Alisa Padilla (alisaisthebest) | 7 comments your not crazy ian i remember it too.
maybe it was just our table!


message 7: by Zach (new)

Zach Moore | 5 comments Before I started reading this book I decided to look up Joyce so that I could know a little more about him before endeavored in the story. I remember reading somewhere that Stephen’s life correlated to Joyce’s life in many ways. Somehow I had forgotten all this until now, I am glad you brought this up Allison! Throughout my reading I was always impressed with Joyce and the way he portrayed Stephen’s emotions, and thinking. The author captured every scene and emotion so well I often felt that I was there or could relate. I think that the fact that much of this story occurred to joyce himself makes the story much more compelling. I like the way that Riley was describing the connections a reader can make with character in a book. The books that I have loved the most are the stories that I can relate to the characters. I was surprised to think that many of the scenes in the story actually happened to a real person. It seemed to add another element to the story being aware that a lot of it was lived by Joyce.


message 8: by Allison (new)

Allison | 13 comments Alisa, I could find a Harry Potter quote for everything.

After all he is Jesus


message 9: by Heather (new)

Heather (ilikepiealot316) | 4 comments -Mrs. Marinelli LAWLZ is like lol, or lolz. laugh out loud. etc. =]

I haven't looked up anything on James Joyce yet, so I don't know exactly how alike Stephen and him are other than what's been said on here; however, I am very interested in the fact that Joyce didn't even change the names of the schools. Now, when people write stories of "other people" that are suspiciously similar to their own, they change the names of everything. I wonder why Joyce didn't feel the need to do this?
I am going to look stuff up on him as soon as I can, I'm rather curious.


message 10: by David (new)

David Tennyson | 5 comments Mrs. Marinelli its ok that your old, it happens to a lot of people... But not us in highschool... ya

But i digress, i do find that interesting. Often authors use their own past to create stories and tell tales. but in this case it is a little extreme that he didint really make up anything. maybe it started out as an autobiography and he just couldnt tell everyone about how he personally felt about the way the world was. by putting it under someone elses fictional name he could feel free to say anything he wanted without feeling any pressure from family, peers or society as a whole.

====================

* What you need to do *
(1) Answer these questions about the discussion.
(a) Before starting the book, what did Zach decide to look up?
(b) According to Heather, what did Joyce not even change?
(c) In David's post, what three sources of pressure could the author avoid by using someone else's fictional name?
(2) From the discussion, copy the passage from "Allison | 13" up to and including "by David (new)".

* Given material *
====================

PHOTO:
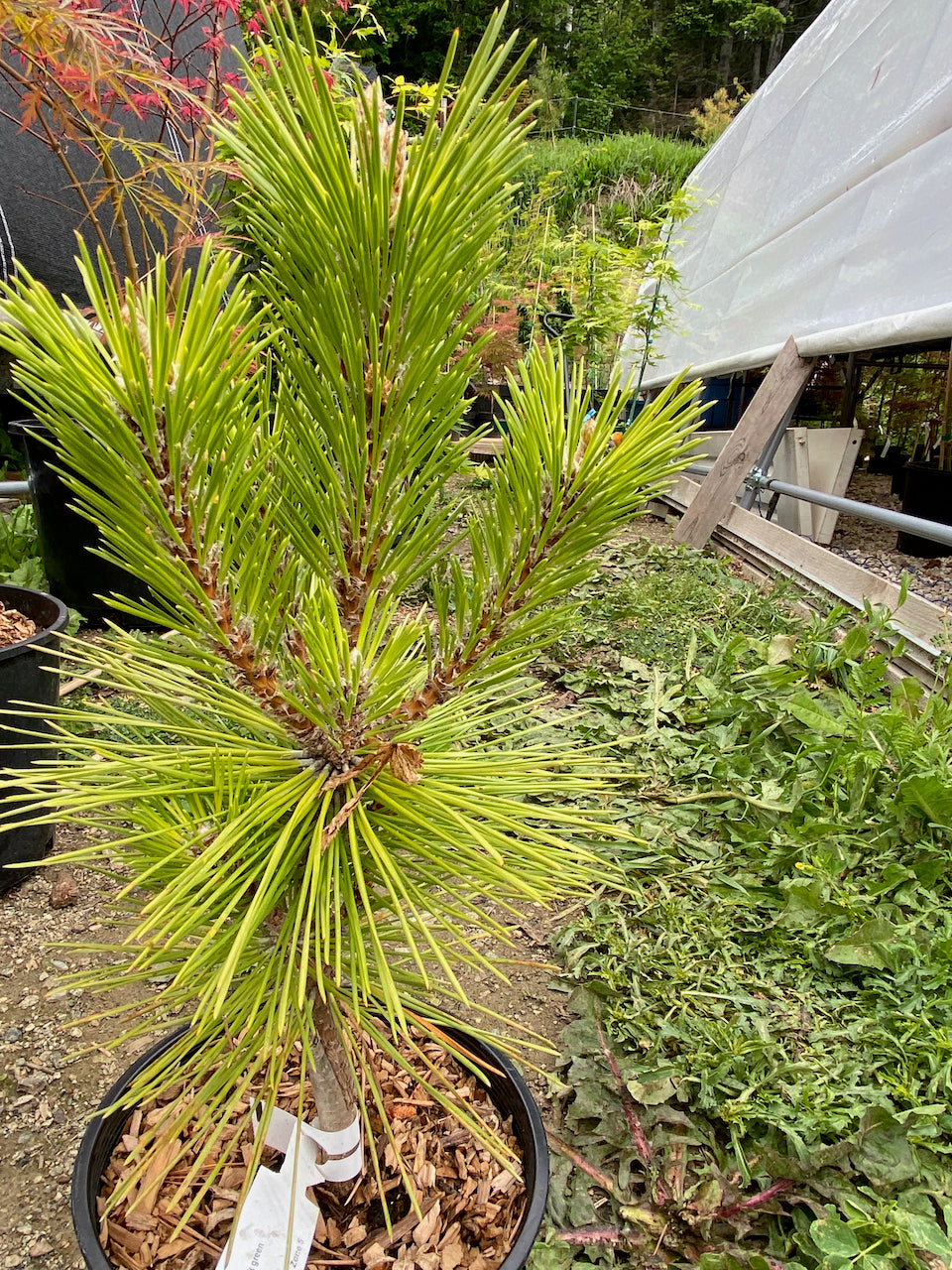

====================

* Task-by-task answers *
(1)
(a) Joyce, so he could know a little more about him.
(b) The names of the schools.
(c) Family, peers, and society as a whole.

(2)
Allison | 13 comments Alisa, I could find a Harry Potter quote for everything.

After all he is Jesus


message 9: by Heather (new)

Heather (ilikepiealot316) | 4 comments -Mrs. Marinelli LAWLZ is like lol, or lolz. laugh out loud. etc. =]

I haven't looked up anything on James Joyce yet, so I don't know exactly how alike Stephen and him are other than what's been said on here; however, I am very interested in the fact that Joyce didn't even change the names of the schools. Now, when people write stories of "other people" that are suspiciously similar to their own, they change the names of everything. I wonder why Joyce didn't feel the need to do this?
I am going to look stuff up on him as soon as I can, I'm rather curious.


message 10: by David (new)